══ Dataset records

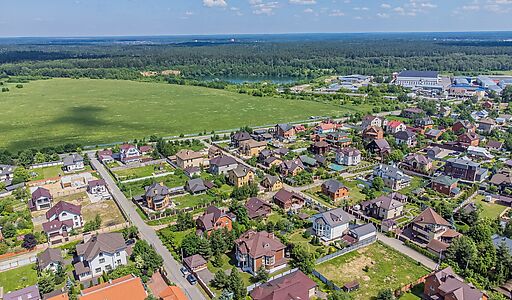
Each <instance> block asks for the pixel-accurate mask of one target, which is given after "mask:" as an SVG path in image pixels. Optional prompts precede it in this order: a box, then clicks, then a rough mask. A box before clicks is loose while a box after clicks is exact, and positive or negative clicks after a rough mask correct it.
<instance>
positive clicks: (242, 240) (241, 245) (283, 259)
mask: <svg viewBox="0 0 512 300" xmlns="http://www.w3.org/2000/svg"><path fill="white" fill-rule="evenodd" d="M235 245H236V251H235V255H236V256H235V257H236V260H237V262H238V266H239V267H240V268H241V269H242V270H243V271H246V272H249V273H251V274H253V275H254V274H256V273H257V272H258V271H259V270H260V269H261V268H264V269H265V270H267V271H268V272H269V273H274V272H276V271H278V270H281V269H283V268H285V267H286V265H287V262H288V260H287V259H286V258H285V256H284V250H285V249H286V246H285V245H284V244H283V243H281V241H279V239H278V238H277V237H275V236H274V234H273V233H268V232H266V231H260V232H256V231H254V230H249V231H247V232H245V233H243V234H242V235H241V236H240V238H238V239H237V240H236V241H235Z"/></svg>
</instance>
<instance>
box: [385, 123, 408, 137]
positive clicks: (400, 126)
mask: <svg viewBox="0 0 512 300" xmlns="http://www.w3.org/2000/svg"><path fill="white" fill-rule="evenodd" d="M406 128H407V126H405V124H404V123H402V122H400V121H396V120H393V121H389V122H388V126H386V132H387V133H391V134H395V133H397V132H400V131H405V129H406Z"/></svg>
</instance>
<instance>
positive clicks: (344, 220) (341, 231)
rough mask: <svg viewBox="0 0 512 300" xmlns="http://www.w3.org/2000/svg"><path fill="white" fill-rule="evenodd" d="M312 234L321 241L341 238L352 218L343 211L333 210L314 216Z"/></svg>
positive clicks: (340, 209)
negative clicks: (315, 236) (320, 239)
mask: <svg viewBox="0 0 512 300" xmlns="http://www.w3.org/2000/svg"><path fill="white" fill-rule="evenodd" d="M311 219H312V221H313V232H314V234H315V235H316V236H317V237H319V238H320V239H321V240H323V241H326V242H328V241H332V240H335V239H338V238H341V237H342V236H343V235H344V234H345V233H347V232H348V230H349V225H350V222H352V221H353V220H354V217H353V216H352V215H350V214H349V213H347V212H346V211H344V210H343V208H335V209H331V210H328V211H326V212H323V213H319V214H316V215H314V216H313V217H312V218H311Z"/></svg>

════

• _Work to complete_:
Return the listing verbatim, pictures excluded.

• _Task output_:
Each <instance> block asks for the pixel-accurate mask of one target, which is given after "mask:" as an SVG path in image pixels. Optional prompts precede it in this order: a box, then clicks, then a rough mask. A box before clicks is loose while a box after clicks is exact, and positive or negative clicks after a rough mask correct it.
<instance>
positive clicks: (242, 240) (241, 245) (283, 259)
mask: <svg viewBox="0 0 512 300" xmlns="http://www.w3.org/2000/svg"><path fill="white" fill-rule="evenodd" d="M235 245H236V251H235V255H236V256H235V257H236V260H237V262H238V266H239V267H240V268H241V269H242V270H243V271H246V272H249V273H251V274H253V275H254V274H256V273H257V272H258V271H259V270H260V269H261V268H264V269H265V270H267V271H268V272H269V273H274V272H276V271H278V270H281V269H283V268H285V267H286V265H287V262H288V260H287V259H286V258H285V256H284V250H285V249H286V246H285V245H284V244H283V243H281V241H279V239H278V238H277V237H275V236H274V234H273V233H268V232H266V231H260V232H256V231H254V230H249V231H247V232H245V233H243V234H242V235H241V236H240V238H238V239H237V240H236V241H235Z"/></svg>
</instance>
<instance>
box: [385, 123, 408, 137]
positive clicks: (400, 126)
mask: <svg viewBox="0 0 512 300" xmlns="http://www.w3.org/2000/svg"><path fill="white" fill-rule="evenodd" d="M406 128H407V126H405V124H404V123H402V122H400V121H396V120H393V121H389V122H388V126H386V132H387V133H391V134H395V133H397V132H400V131H405V129H406Z"/></svg>
</instance>
<instance>
positive clicks: (344, 220) (341, 231)
rough mask: <svg viewBox="0 0 512 300" xmlns="http://www.w3.org/2000/svg"><path fill="white" fill-rule="evenodd" d="M312 234L321 241L341 238L352 218L343 211L333 210L314 216Z"/></svg>
positive clicks: (340, 209)
negative clicks: (315, 236) (320, 239)
mask: <svg viewBox="0 0 512 300" xmlns="http://www.w3.org/2000/svg"><path fill="white" fill-rule="evenodd" d="M311 219H312V221H313V232H314V234H315V235H316V236H317V237H319V238H320V239H321V240H323V241H326V242H328V241H332V240H335V239H338V238H341V237H342V236H343V235H344V234H345V233H347V232H348V230H349V225H350V222H352V221H353V220H354V217H353V216H352V215H350V214H349V213H347V212H346V211H344V210H343V208H335V209H331V210H328V211H326V212H323V213H319V214H316V215H314V216H313V217H312V218H311Z"/></svg>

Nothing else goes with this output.